**Stated exercise:** Return the forum post about replacing a front lawn with elite bluegrass, reproduced word for word in full.

**Extract to read:**
# Elite Bluegrass Monostand



## ronjon84790 (Aug 2, 2018)

This fall I'm going to nuke my front lawn, till, level with a sand/peat mix, and seed with an elite bluegrass. If all goes well, I will do my backyard the following fall.

I live in a Zone 8B, dry hot summers and mild winters. I have an irrigation system and get full sun on the front and backyards. Most yards in the area have kentucky 31/bluegrass mix or hybrid bermuda. I currently have a bluegrass/rye front yard and bluegrass backyard. Most of my bluegrass is SPF30 and is lighter in color and most of the rye dies in the summer. My front yard is not as uniform in color as I would like, thus the nuking in the fall. This is a hobby and I'm always looking to progress. Not many people grow bluegrass down here and I enjoy the challenge and everything about bluegrass.

**Material:**
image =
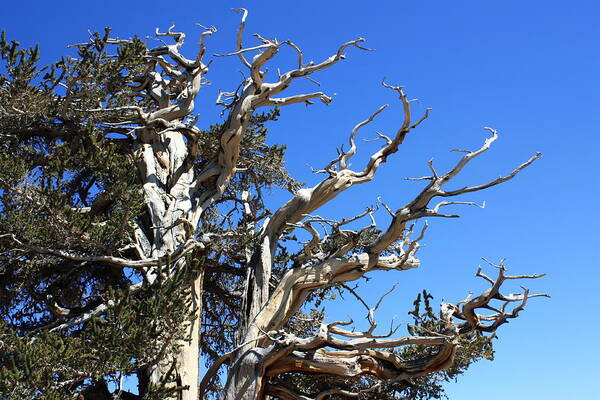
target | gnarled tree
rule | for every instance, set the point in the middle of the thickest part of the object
(133, 241)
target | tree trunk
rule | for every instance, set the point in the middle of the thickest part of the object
(188, 357)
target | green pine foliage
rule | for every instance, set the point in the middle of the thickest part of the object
(68, 182)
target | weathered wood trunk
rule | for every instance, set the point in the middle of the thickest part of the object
(167, 182)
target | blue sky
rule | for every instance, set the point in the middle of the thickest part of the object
(529, 69)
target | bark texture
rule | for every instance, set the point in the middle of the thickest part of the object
(183, 181)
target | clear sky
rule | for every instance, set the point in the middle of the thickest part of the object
(527, 68)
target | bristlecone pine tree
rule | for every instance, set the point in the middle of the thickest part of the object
(135, 246)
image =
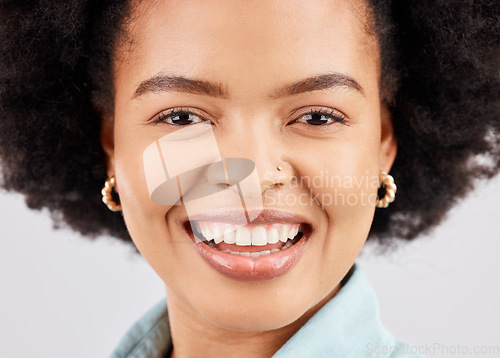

**Solution to the problem:**
# Elite Bluegrass Monostand



## ronjon84790 (Aug 2, 2018)

This fall I'm going to nuke my front lawn, till, level with a sand/peat mix, and seed with an elite bluegrass. If all goes well, I will do my backyard the following fall.

I live in a Zone 8B, dry hot summers and mild winters. I have an irrigation system and get full sun on the front and backyards. Most yards in the area have kentucky 31/bluegrass mix or hybrid bermuda. I currently have a bluegrass/rye front yard and bluegrass backyard. Most of my bluegrass is SPF30 and is lighter in color and most of the rye dies in the summer. My front yard is not as uniform in color as I would like, thus the nuking in the fall. This is a hobby and I'm always looking to progress. Not many people grow bluegrass down here and I enjoy the challenge and everything about bluegrass.